- Passage cité:
━━━━━━

Le brief éco. À quoi ressemblerait une souveraineté européenne de la santé ?
Angela Merkel et Emmanuel Macron ont appelé, lundi, à la création d'une Europe de la santé.
Peut-on créer une industrie européenne du médicament ? La question se pose après la déclaration d’Emmanuel Macron lors de sa conférence de presse commune, lundi 18 mai, avec la Chancelière allemande, Angela Merkel. "La création d’une Europe de la santé doit devenir notre priorité", a déclaré le président de la République. Voilà pour les mots, mais passer de la parole aux actes est une autre affaire.
La situation est très simple : la santé, n’est pas – n’a jamais été – une compétence européenne. Lorsqu’Emmanuel Macron parle de nous doter de compétences très concrètes avec des stocks communs de masques et de tests, d’achats communs de traitements et vaccins, de plans de préventions partagés des épidémies, il met le doigt sur un point qui fait mal. Aujourd’hui, chaque pays européen fait tout pour défendre sa propre industrie. En Allemagne, au Danemark, en Suède, un peu partout, il y a des champions nationaux du médicament mais aucun moyen de vente ou d’achat n’est mutualisé dans un objectif commun. C’est chacun pour soi.
L’Europe prise en défaut
La récente "affaire" Sanofi est la parfaite illustration de ce problème européen. La semaine dernière, le directeur général du groupe pharmaceutique français, Paul Hudson, a déclaré que les américains seraient les premiers à bénéficier d’un vaccin contre le coronavirus car ils ont aidé le groupe à hauteur de 400 millions de dollars dans la recherche. Et ce n’est pas le seul Crédit impôt recherche ou les différentes aides publiques versés par l’Etat français qui règle le problème. Si l’Europe s’était plus investie, la polémique n’existerait pas et le patron de Sanofi ne se serait pas prêté à ce coup d’éclat bien calculé.

━━━━━━

- Section des données:
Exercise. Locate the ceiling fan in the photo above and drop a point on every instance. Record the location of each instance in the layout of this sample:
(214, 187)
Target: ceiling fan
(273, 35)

━━━━━━

Reprenez le texte sur la souveraineté européenne de la santé à partir de sa dernière phrase et poursuivez-le. Ces données n'ont aucun rapport avec le texte sur l'Europe de la santé.

- Réponse attendue:
Loin des polémiques, comment créer une souveraineté européenne en matière de santé ? Nous pourrions renforcer l'Agence européenne du médicament avec de vrais pouvoirs décisionnels sur le plan commercial mutualisé. Surtout, il faudrait accepter une collaboration rapprochée entre les États et les industriels pharmaceutiques. Il faut que les États aident les groupes privés à prendre des risques (les résultats des recherches ne sont jamais garantis, cela coûte très cher, une entreprise n’est pas certaine de trouver avant ses concurrents… elle ne peut pas prendre seule ce risque). En revanche si la recherche aboutit, les États se rémunèrent en vaccins à prix faibles. C’est ce que font les États-Unis.
C’est toute l’architecture du système européen qui est à créer. La France n’est pas la seule concernée. La cause commune de la santé européenne reste à inventer. Éspérons que la violente crise du Covid-19 nous y engage pour de bon.